**** EXTRACTED TEXT ****

Bilayer electrolyte membrane and a redox flow battery comprising a bilayer electrolyte membrane

Abstract

An electrolyte membrane and method for generating the membrane provide a resistance as low as possible to minimize ohmic losses. The membrane has a low permeability for redox-active species. If redox-active species still cross the membrane, this transport is balanced during charge and discharge preventing a net vanadium flux and associated capacity fading. The membrane is mechanically robust, chemically stable in electrolyte solution, and low cost. A family of ion exchange membranes including a bilayer architecture achieves these requirements. The bilayer membrane includes two polymers, i) a polymer including N-heterocycles with electron lone pairs acting as proton acceptor sites and ii) a mechanically robust polymer acting as a support, which can be a dense cation exchange membrane or porous support layer. This bilayer architecture permits a very thin polymer film on a supporting polymer to minimize ohmic resistance and tune electrolyte transport properties of the membrane.

Claims

1. A bilayer ion exchange membrane for use in electrochemical cells, the membrane comprising: a) an ion exchange polymer layer comprising N-heterocycles with electron lone pairs acting as proton acceptor sites; b) a mechanically robust polymer substrate as support layer; c) the ion exchange polymer layer with proton acceptor sites attached to the support layer by solution-coating or spray-coating; d) the ion exchange polymer layer with proton acceptor sites is a polybenzimidazole-class polymer comprising one or more of the following compounds: poly (2,2′-m-phenylene-5,5′-bibenzimidazole) (meta-PBI), poly (2,2′-p-phenylene-5,5′-bibenzimidazole) (para-PBI), poly (2,5′-p-benzimidazole) (AB-PBI), poly (p-phenylene benzobisimidazole) (PBDI), poly-2,2-(X, Y-pyridine)-5,5′-bibenzimidazole (P-PBI) where (X,Y) is (2,5), (3,5), (2,6) or (2,4), and poly-[(1-(4,4′-diphenylether)-5-oxybenzimidazole)-benzimidazole] (PBI-OO); and e) the polybenzimidazole-class polymer is functionalized at the nitrogen-hydrogen (NH) site of the imidazole and/or benzimidazole and/or benzobisimidazole.

2. The membrane according to claim 1, wherein the polymer layer with proton acceptor sites consists of a polymer comprising at least 50 mol % of an imidazole and/or benzimidazole and/or benzobisimidazole unit.

**** RECORDS PROVIDED ****

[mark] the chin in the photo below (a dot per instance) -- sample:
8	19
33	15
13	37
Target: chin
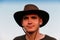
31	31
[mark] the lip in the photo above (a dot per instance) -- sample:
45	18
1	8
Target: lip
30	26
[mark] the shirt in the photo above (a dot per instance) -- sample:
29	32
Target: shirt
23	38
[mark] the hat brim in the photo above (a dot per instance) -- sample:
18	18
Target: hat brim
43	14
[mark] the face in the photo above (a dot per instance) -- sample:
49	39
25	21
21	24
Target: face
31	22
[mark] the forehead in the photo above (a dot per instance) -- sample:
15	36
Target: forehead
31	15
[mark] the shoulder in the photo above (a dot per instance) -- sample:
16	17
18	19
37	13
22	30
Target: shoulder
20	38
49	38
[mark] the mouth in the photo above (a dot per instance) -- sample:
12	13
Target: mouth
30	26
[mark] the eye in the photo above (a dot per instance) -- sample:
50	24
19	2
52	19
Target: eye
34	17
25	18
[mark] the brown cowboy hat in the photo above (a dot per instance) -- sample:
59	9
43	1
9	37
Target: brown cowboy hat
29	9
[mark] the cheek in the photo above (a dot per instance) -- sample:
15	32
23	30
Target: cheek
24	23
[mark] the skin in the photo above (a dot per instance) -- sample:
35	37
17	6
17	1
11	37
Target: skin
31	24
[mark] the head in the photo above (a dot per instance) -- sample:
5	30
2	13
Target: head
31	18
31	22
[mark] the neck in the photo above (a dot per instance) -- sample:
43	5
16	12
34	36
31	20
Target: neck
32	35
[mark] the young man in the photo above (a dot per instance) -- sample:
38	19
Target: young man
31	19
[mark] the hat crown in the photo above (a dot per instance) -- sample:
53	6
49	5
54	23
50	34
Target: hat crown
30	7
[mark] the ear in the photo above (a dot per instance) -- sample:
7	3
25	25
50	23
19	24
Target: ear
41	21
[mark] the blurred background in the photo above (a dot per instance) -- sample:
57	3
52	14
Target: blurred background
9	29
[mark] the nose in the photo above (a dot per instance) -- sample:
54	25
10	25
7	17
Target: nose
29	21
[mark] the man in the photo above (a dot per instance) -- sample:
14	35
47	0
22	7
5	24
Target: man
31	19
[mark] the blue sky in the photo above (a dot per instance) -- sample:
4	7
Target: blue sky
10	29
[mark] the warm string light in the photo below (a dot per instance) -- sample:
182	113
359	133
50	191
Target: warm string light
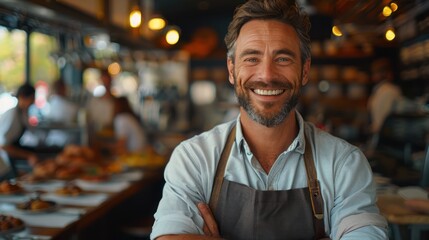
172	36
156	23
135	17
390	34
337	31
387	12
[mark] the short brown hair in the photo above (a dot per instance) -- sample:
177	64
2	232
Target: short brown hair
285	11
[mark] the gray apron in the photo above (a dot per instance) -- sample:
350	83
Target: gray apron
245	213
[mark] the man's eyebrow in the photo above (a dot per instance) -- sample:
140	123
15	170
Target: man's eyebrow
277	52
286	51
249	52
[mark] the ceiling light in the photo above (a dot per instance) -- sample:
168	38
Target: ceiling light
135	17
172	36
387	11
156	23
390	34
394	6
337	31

****
**** RECORDS PROVIDED ****

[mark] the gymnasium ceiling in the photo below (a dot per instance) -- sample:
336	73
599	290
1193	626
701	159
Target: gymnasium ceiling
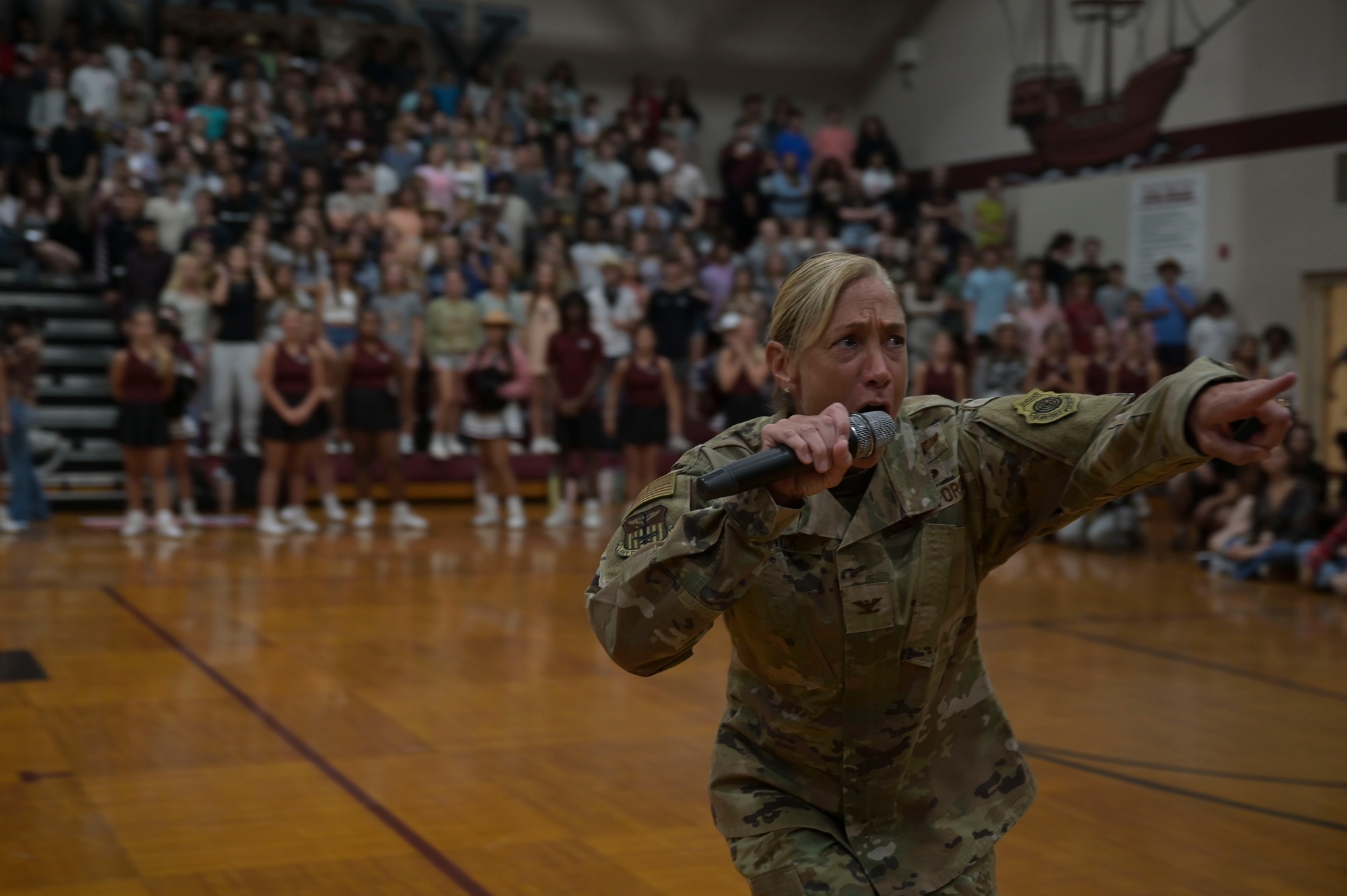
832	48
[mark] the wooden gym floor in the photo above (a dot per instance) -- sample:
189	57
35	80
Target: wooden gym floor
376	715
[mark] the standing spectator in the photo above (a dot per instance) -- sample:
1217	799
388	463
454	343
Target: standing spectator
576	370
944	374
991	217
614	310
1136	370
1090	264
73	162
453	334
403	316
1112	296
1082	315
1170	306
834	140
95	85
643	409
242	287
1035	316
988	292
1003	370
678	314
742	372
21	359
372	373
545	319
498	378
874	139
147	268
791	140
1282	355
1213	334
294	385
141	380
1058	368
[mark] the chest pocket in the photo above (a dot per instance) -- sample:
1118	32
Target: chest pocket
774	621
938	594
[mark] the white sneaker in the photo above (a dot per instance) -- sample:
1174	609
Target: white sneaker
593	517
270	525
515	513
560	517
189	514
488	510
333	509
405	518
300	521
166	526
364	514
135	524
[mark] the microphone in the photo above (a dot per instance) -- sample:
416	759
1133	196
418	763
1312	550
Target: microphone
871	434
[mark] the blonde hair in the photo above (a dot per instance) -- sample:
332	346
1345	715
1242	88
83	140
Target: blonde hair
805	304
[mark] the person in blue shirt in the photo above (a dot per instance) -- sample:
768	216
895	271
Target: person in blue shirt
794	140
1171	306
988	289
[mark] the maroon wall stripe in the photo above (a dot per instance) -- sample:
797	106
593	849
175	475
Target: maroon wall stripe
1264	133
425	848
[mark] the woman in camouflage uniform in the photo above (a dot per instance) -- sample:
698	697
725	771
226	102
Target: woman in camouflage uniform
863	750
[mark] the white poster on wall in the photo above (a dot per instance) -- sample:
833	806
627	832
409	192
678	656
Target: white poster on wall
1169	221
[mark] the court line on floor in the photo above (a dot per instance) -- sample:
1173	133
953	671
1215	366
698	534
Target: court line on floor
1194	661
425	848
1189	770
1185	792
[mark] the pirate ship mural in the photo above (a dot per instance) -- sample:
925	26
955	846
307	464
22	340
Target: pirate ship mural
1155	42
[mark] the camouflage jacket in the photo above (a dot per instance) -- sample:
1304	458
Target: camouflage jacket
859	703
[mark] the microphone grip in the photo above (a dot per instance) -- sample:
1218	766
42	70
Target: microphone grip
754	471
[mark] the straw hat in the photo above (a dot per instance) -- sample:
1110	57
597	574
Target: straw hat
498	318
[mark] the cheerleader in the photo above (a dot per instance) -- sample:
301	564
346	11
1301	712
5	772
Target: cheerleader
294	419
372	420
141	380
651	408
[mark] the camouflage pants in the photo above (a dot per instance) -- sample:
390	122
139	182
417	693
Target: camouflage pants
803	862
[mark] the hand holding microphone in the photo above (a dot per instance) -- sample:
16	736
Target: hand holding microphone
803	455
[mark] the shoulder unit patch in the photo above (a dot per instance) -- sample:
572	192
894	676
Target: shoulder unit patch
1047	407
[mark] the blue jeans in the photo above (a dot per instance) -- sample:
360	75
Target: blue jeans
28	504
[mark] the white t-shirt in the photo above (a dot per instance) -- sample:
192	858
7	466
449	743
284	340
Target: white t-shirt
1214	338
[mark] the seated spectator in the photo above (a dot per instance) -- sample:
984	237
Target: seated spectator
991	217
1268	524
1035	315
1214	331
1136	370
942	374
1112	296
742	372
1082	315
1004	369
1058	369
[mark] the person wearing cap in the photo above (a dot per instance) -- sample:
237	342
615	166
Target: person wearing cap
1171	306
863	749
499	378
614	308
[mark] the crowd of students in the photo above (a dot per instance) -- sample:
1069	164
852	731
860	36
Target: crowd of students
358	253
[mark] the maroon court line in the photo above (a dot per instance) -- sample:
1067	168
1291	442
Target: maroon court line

****

**PROBLEM TO WORK ON:**
Retype the passage of the bilayer membrane text from "2. The membrane" up to and including "and/or benzobisimidazole unit.".

**REPLY TO THE TASK:**
2. The membrane according to claim 1, wherein the polymer layer with proton acceptor sites consists of a polymer comprising at least 50 mol % of an imidazole and/or benzimidazole and/or benzobisimidazole unit.